▶ Task to complete
Write out every line of the listing below without changing anything, but leave out the pictures.

▶ Data shown
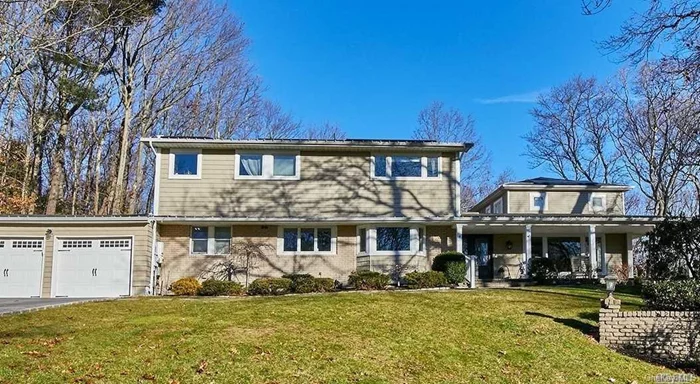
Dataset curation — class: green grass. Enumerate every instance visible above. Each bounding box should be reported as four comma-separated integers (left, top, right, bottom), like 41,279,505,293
0,287,664,383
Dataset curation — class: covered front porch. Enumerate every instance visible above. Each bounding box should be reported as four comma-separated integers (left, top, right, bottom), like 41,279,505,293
455,216,654,283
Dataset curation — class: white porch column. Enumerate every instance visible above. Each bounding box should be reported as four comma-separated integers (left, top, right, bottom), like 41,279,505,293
455,224,464,253
520,224,532,279
588,225,598,278
626,233,634,279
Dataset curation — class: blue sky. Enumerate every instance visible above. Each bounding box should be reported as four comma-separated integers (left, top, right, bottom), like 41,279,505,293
227,0,638,178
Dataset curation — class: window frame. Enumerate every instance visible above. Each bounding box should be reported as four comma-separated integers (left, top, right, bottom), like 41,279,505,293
233,150,301,180
528,192,549,211
356,223,428,256
189,225,233,257
588,192,608,213
168,149,202,180
369,153,443,180
277,225,338,256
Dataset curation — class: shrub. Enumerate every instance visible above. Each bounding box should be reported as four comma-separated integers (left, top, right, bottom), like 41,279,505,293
530,257,557,283
404,271,449,289
169,277,202,296
314,277,338,292
432,251,467,272
445,261,467,285
348,271,391,290
248,277,292,295
642,280,700,311
197,279,243,296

▶ Correct answer
Dataset curation — class: green grass. Enumerate every instance visible above. Each bounding box should be reported as four comma-separated integers (left, top, right, bottom), like 41,279,505,293
0,287,664,383
Dataset curation — class: covered front porch. Enumerate every instance visible above. Each bounding box should be reported as four comma-separated integers (left, top, right, bottom), like 41,279,505,293
455,216,654,283
Dataset curation — class: white porch column. Enumerate every instance visible above. Each bounding box should be reported as four comma-separated integers (left, top, right, bottom), like 41,279,505,293
455,224,464,253
520,224,532,279
588,225,598,278
626,233,634,279
Dataset curation — class: blue sky. Enumerate every instance visible above. Each bounding box should be reported as four comma-separated integers (left, top, right, bottom), like 41,279,505,293
227,0,638,178
Dataset curation — class: window frame. Enumerate every instance visible above. Each bounding box should be reported as four comma-separated integers (left, top, right, bottom), like 41,279,505,293
233,150,301,180
528,192,549,211
356,223,428,256
189,225,233,257
588,192,608,213
168,149,202,180
369,153,443,180
277,225,338,256
Dataset curation — class: shrub. Enumerate every instance visible above. Each bounding box should be reported as four comma-separated integers (left, top, right, bottom), like 41,279,505,293
530,257,557,283
404,271,449,289
169,277,202,296
314,277,338,292
432,251,467,272
445,261,467,285
348,271,391,290
248,277,292,295
642,280,700,311
197,279,243,296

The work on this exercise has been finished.